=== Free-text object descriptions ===
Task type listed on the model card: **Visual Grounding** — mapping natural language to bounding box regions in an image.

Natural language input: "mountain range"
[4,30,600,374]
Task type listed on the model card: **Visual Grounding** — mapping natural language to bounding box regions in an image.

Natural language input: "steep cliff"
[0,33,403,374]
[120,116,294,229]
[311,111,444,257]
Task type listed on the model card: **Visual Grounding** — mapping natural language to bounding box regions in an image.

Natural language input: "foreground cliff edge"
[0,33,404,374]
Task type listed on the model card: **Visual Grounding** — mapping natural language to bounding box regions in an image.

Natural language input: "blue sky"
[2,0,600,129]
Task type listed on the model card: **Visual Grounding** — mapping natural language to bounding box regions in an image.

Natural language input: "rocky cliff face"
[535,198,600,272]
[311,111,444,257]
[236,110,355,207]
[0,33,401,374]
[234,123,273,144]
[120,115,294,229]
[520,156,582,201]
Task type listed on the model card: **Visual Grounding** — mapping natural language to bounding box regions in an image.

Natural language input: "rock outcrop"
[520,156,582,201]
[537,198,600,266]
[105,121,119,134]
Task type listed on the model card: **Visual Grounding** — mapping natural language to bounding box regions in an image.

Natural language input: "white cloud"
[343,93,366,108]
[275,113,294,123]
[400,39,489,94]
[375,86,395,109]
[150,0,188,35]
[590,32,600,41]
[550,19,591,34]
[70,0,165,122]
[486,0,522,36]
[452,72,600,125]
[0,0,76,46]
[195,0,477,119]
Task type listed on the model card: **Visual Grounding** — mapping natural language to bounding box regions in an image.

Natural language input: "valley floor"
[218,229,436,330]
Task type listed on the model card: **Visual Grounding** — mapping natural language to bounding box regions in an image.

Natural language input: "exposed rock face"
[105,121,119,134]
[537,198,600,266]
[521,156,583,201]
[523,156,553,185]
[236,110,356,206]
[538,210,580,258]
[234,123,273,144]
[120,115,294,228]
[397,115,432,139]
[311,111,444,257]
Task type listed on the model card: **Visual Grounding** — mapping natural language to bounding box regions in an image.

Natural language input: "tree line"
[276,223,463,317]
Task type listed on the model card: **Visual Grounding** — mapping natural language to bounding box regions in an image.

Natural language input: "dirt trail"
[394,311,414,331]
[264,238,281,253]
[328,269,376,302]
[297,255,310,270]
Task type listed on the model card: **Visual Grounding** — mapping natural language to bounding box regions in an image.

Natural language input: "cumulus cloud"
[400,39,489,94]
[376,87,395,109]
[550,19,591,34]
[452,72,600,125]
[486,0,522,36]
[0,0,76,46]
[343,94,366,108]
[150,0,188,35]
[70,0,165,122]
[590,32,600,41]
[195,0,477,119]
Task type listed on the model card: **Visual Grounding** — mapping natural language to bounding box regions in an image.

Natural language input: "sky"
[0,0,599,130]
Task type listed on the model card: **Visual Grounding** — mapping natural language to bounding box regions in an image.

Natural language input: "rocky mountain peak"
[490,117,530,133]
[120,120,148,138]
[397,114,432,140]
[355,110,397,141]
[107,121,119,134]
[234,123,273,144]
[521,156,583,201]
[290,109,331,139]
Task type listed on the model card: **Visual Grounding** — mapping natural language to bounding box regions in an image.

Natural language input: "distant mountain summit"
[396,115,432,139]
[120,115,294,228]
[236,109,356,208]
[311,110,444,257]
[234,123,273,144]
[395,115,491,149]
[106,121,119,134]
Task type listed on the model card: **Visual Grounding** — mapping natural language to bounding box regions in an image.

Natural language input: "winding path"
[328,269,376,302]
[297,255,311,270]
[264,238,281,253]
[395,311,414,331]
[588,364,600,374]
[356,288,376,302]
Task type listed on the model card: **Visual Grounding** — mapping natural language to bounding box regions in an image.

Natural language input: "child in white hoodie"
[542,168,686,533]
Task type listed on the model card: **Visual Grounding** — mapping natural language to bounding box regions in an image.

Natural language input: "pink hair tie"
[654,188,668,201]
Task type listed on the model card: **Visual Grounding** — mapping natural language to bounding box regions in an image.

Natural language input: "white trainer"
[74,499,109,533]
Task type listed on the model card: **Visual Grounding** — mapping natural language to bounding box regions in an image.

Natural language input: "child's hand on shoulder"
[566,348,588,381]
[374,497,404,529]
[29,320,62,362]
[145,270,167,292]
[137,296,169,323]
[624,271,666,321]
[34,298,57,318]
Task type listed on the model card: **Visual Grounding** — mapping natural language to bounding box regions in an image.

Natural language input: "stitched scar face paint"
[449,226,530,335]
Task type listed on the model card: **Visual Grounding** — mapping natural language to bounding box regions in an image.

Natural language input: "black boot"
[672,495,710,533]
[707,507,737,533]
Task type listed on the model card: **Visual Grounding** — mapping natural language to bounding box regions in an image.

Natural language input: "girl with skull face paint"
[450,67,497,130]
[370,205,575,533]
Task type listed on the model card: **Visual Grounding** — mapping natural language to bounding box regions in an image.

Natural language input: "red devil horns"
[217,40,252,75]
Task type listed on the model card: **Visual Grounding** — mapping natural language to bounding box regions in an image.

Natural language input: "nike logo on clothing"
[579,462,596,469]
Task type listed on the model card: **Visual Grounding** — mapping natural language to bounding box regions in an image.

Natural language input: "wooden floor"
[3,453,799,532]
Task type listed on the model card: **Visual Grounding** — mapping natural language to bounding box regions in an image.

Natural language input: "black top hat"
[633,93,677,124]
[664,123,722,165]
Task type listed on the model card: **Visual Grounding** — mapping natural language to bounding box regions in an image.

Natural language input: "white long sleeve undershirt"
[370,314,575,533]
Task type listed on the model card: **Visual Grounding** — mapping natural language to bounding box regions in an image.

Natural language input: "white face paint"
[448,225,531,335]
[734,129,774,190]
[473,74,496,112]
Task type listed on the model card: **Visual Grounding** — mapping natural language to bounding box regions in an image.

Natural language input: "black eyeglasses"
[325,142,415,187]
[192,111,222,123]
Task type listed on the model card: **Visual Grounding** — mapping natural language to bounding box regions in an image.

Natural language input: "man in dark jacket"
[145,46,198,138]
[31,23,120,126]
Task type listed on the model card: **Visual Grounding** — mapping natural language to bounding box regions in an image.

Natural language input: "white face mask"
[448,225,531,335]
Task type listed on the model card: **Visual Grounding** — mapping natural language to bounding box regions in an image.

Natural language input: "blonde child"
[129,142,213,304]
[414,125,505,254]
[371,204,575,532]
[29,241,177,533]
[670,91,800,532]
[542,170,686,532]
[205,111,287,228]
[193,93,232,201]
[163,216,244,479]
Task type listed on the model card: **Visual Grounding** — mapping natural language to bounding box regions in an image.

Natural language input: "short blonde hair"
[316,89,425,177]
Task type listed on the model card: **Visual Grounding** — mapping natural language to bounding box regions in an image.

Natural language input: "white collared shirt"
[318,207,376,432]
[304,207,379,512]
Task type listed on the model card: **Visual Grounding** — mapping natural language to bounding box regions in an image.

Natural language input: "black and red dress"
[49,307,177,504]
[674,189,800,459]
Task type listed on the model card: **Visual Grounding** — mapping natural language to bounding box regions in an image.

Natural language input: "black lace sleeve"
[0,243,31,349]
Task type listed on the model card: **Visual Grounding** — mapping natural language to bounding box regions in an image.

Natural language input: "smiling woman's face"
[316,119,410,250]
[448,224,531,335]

=== Work to be completed ===
Extract all of the data above and output it character for character.

=== Solution for this problem ===
Task type listed on the model card: **Visual Grounding** — mapping natural language to bounding box regions in an image.

Natural language input: "mountain range"
[4,30,600,374]
Task type listed on the model card: **Visual Grounding** — mapping natural language to bounding box regions in an image.

Natural language input: "steep cliff"
[0,33,403,374]
[120,116,294,229]
[311,111,444,257]
Task type listed on the model card: **Visual Grounding** — mapping natural language to bounding box regions in an image.

Natural language input: "foreground cliff edge"
[0,33,404,374]
Task type listed on the model card: **Visual Grounding** — mapping natural language to bounding box regions in an image.

Natural language input: "blue sky"
[2,0,600,129]
Task type listed on the model card: **Visual Grounding** — mapping natural language to bounding box regions in an image.

Natural language input: "rocky cliff face"
[535,198,600,272]
[311,111,444,257]
[236,110,355,207]
[0,33,401,374]
[234,123,273,144]
[120,115,294,229]
[520,156,582,201]
Task type listed on the model card: **Visual Grounding** — mapping natural language to bounding box regions in an image.

Natural language input: "rock outcrop"
[520,156,582,201]
[537,198,600,266]
[105,121,119,134]
Task type listed on the model card: **Visual Grounding** — mapping natural language to bounding box regions in an image.

Natural language input: "white cloud"
[343,93,366,108]
[275,113,294,123]
[400,39,489,94]
[375,86,395,109]
[150,0,188,35]
[590,32,600,41]
[550,19,591,34]
[70,0,165,122]
[486,0,522,36]
[452,72,600,125]
[0,0,76,46]
[195,0,477,119]
Task type listed on the model card: **Visual Grounding** — mapping natural language to bounding box regions in an image.

Natural language input: "valley floor"
[218,229,436,330]
Task type listed on the model card: **Visual Grounding** — mapping natural language to bounding box regions in an image.

Natural language input: "exposed rock face"
[105,121,119,134]
[537,198,600,266]
[521,156,583,201]
[523,156,553,185]
[236,110,356,206]
[538,210,580,258]
[234,123,273,144]
[120,115,294,228]
[397,115,432,139]
[311,111,444,257]
Task type listed on the model card: **Visual Grounding** — mapping natural language to bounding box regions in an image.

Natural language input: "tree line"
[276,223,463,317]
Task type listed on the model card: **Visual Grounding** — mapping natural language to bounding box regions in an image.

Natural language input: "dirt trail"
[394,311,414,331]
[264,238,281,253]
[328,269,376,302]
[297,255,310,270]
Task type listed on the model card: **Visual Grounding** — mapping natural language to bounding box regions in an image.

Natural language input: "cumulus cloud"
[400,39,489,94]
[376,87,395,109]
[550,19,591,34]
[452,72,600,125]
[486,0,522,36]
[0,0,76,46]
[343,94,366,108]
[150,0,188,35]
[70,0,165,122]
[590,32,600,41]
[195,0,477,119]
Task type listed on the model card: **Visual Grounding** — mapping natural language to bounding box regions in an image.

Natural language input: "sky"
[0,0,599,130]
Task type listed on the model card: **Visual Grounding** — mapping natural language to bounding box regions in an image.

Natural language input: "rocky mountain peak"
[490,117,530,133]
[120,120,148,138]
[397,114,432,140]
[355,110,397,141]
[107,121,119,134]
[234,123,273,144]
[521,156,583,201]
[290,109,331,139]
Task type listed on the model card: **Visual Grounding** — mapping natural language to bounding box regions in an image.

Natural language input: "distant mountain summit"
[396,115,432,139]
[120,115,294,228]
[236,109,356,208]
[311,110,444,257]
[234,123,273,144]
[395,115,491,149]
[106,121,119,134]
Task type listed on the model card: **Visual Grounding** — mapping natural language to bounding box regions in an image.

Natural language input: "winding path"
[328,269,376,302]
[297,255,311,270]
[264,238,281,253]
[395,311,414,331]
[588,364,600,374]
[356,288,376,302]
Task type listed on the model card: **Visual Grounding** — mapping natural language to bounding box regions in an image.

Natural language input: "child in white hoodie"
[542,168,686,533]
Task type listed on the model card: **Visual Grounding** — mapping natural language to bounding box regions in an image.

Natural language input: "pink hair tie"
[654,188,668,201]
Task type listed on the model card: **Visual Grounding** — mapping natural language to bounding box regions in an image.

Natural language input: "white trainer"
[74,499,109,533]
Task type listed on the model card: **Visual Grounding** — mapping natural language to bounding box regions in an image.

Natural language input: "child's hand on shoulder"
[566,348,588,381]
[374,497,404,529]
[29,320,62,362]
[145,270,167,292]
[137,296,169,323]
[624,271,666,321]
[34,298,57,318]
Task type listed on the model card: **Visual Grounding** — mapping natural language to bounding box regions in an image.

Natural language input: "stitched scar face paint"
[449,226,530,335]
Task type listed on the model card: **Visual Grounding** — mapping natural language to bounding box regions in an image.

Natural language input: "black boot"
[672,495,710,533]
[707,507,737,533]
Task type listed on the model card: **Visual Grounding** — mapping natural language to bounding box regions in an image.

Natural language input: "girl with skull face paint"
[450,67,497,130]
[370,205,575,533]
Task type listed on the model card: **Visual Grounding** — mapping natural language to bounding box regions in an image.

Natural language input: "red devil horns"
[217,40,252,75]
Task type listed on the model card: **Visual Grounding** — mapping natural language to bounding box regions in an image.

Natural language input: "nike logo on clothing"
[579,462,596,469]
Task type listed on the model card: **Visual Grounding** — mapping natural language to bounding box regions in an image.

Natural language input: "wooden floor"
[3,453,799,532]
Task type listed on the model card: **Visual Grounding** — mapping natural language to bounding box regions in an image.

Natural language input: "black top hat"
[633,93,677,124]
[664,123,722,165]
Task type listed on the model card: **Visual Grounding** — mapping natural language to bounding box regions in an image.

Natural language input: "white long sleeve undershirt"
[370,314,575,533]
Task type listed on the model card: **Visual Grounding** — mapping natural language to bounding box regions in an image.

Natural language input: "white face paint"
[448,225,531,335]
[734,129,774,190]
[473,74,496,112]
Task type listed on the model card: **Visual Grounding** — mapping natural language to bounding box regions in an image.

Natural language input: "black eyeglasses"
[325,142,415,187]
[192,111,222,123]
Task type listed on the model card: **Visual Grounding** — mapping natural language to bounding box regions in an image.

Natural language input: "man in dark jacket"
[145,46,198,138]
[31,23,120,126]
Task type listed on the model card: **Visual Grounding** — mapping natural language to bounding box regions in an image.

Natural language input: "white face mask"
[448,225,531,335]
Task type listed on the model card: **Visual Grounding** — mapping natural language to bounding box regions in an image.

Natural language input: "blonde child"
[129,142,213,304]
[414,125,505,254]
[371,204,575,532]
[29,241,177,533]
[670,91,800,532]
[542,170,686,532]
[205,111,287,228]
[193,93,232,201]
[163,216,244,479]
Task type listed on the model card: **Visual Grounding** — mapping natural language to bounding box regions in an image.

Natural language input: "short blonde hair"
[316,89,425,177]
Task type listed on the model card: **Visual Grounding** — mapping natural language to bounding box regions in an image.

Natural language input: "white collared shirt"
[318,207,376,432]
[304,207,379,512]
Task type listed on the model card: **Visual Grounding** — mapping natural language to bounding box regions in an image.

Natural language input: "black and red dress"
[49,307,177,504]
[674,189,800,459]
Task type listed on the model card: **Visual Grounding** — mapping natural language to bounding box regions in an image.

Natural language input: "black lace sleeve"
[0,243,31,349]
Task type listed on the model card: **Visual Grounding** — mapping natural language to bounding box regions in an image.

Natural language input: "smiling woman's face"
[316,119,410,250]
[448,224,531,335]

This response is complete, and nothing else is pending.